■ ИСХОДНЫЙ ТЕКСТ
После поездки к Сладкявичюсу я тяжело заболела. Это он, кстати, предполагал заранее: "Сейчас надо болеть, надо страдать и посвящать все это". Вот они, интенции. Ближе к весне, уже передвигаясь, я пересказывала его слова молодому литовскому диссиденту, который пришел и плакал, больше не было сил. Когда я пересказала и дала ему папский розарий, он встал на колени и поцеловал крест. Стыдно это писать? Да. Надо? Наверное, надо. Позже, в начале 1991-го, именно этому человеку запертые в Сенате литовцы поручили составить эмигрантское правительство (он случайно был, кажется, в Дании), но, слава Богу, это не понадобилось.
Сами цифры "1984" перечеркивали возможность жить. Мы вернулись в Москву из-за семейных дел. Стояла жара, время остановилось. Сотни раз я пересказывала начало "Наполеона Ноттингхильско-го" – Честертон заверяет там, что через 80 лет после 1904 года (когда он это писал) будет вполне человеческая жизнь, и три клерка спокойно пройдут через парк, зайдут в кафе… Взял Оруэлл саму цифру отсюда или нет, англичане спорят. Но тот, кто ее выдумал – что-то видел (посмотрите, как развивается "Наполеон"). Видел перелом времени, ничего не скажешь.
В мае 2000 года кардинал Сладкявичюс умер. Живет маленькая Литва, похожая на утопии Честертона своей красотой и беззащитностью. Заодно она, как и мы, показывает, чего Честертон в упор не видел: религиозный человек и просто "обычный человек", его любимый "common man", бывает (часто ли, не знает никто) хуже нерелигиозного. Казалось бы, так ясно в Писании, еще у пророков, а он – не знал.

■ ПОСТАНОВКА ЗАДАЧИ 1
Когда, согласно исходному тексту, умер кардинал Сладкявичюс?
Исходный текст и листинг между собой никак не связаны.

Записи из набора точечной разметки
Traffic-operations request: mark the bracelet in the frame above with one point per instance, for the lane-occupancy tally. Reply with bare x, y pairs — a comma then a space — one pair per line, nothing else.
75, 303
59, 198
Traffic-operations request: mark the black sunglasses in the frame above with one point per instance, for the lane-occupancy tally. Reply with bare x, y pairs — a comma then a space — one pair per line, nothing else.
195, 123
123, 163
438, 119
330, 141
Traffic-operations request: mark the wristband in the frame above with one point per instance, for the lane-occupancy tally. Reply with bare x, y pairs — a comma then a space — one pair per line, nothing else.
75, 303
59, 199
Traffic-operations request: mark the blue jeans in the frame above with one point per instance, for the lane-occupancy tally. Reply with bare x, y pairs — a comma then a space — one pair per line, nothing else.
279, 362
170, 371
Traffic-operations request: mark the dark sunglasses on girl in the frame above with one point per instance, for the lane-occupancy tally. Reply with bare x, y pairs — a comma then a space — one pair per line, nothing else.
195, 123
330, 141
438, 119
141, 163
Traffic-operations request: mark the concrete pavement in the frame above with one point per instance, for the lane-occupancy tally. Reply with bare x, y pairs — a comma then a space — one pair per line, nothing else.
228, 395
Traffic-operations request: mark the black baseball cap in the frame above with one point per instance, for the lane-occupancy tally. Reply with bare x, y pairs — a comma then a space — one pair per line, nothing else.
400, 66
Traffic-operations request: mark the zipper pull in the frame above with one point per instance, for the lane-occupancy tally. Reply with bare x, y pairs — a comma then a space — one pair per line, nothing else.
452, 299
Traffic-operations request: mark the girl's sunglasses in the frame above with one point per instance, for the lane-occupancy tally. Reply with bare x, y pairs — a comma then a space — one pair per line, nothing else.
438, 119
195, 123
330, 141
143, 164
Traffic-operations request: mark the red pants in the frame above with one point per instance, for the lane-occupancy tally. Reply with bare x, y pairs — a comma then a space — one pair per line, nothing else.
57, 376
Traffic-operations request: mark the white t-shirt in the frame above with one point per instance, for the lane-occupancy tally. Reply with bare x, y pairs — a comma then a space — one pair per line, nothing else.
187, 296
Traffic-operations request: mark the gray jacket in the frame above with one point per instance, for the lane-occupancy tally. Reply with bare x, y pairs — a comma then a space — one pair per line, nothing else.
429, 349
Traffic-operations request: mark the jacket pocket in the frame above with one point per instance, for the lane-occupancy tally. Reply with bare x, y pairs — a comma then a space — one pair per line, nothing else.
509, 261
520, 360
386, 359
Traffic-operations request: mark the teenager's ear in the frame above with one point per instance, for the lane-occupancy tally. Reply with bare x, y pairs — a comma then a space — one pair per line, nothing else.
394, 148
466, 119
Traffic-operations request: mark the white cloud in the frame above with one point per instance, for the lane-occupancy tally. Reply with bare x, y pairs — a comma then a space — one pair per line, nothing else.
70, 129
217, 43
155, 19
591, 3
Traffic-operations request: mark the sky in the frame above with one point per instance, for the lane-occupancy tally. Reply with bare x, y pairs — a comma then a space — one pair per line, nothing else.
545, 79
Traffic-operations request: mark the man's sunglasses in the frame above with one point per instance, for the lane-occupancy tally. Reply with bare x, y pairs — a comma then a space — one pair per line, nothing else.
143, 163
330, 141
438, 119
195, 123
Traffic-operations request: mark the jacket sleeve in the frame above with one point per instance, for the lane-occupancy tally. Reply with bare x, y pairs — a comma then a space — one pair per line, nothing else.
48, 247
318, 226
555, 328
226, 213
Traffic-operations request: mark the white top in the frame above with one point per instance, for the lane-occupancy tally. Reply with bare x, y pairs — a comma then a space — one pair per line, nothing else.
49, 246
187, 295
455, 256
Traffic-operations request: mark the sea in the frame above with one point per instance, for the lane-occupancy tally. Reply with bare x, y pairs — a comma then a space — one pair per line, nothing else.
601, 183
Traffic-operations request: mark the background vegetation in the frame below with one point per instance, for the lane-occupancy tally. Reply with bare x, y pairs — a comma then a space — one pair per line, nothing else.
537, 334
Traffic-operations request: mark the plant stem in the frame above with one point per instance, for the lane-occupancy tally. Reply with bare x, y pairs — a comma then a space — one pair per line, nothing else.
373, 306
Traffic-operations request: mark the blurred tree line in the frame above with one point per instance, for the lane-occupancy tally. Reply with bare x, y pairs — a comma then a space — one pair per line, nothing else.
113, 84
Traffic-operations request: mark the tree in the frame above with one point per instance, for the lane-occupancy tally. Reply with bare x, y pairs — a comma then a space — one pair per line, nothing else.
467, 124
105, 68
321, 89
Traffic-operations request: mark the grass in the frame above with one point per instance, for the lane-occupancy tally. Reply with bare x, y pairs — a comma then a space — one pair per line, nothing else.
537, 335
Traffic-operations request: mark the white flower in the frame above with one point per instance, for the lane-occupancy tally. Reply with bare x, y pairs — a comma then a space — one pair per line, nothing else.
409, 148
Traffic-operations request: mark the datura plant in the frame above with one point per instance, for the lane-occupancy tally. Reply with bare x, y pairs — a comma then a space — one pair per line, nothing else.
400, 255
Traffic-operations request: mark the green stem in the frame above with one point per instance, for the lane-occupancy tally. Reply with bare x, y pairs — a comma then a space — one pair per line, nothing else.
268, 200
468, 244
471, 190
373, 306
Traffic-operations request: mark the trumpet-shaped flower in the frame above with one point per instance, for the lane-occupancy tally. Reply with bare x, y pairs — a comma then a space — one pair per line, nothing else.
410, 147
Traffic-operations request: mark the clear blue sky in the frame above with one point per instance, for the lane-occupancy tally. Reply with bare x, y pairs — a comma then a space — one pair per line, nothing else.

■ ПОСТАНОВКА ЗАДАЧИ 2
Подсчитайте строки листинга, в которых встречается строка «stem», с учетом регистра. В ответе укажите только число.

■ ОЖИДАЕМЫЙ РЕЗУЛЬТАТ 1
В мае 2000 года.

■ ОЖИДАЕМЫЙ РЕЗУЛЬТАТ 2
2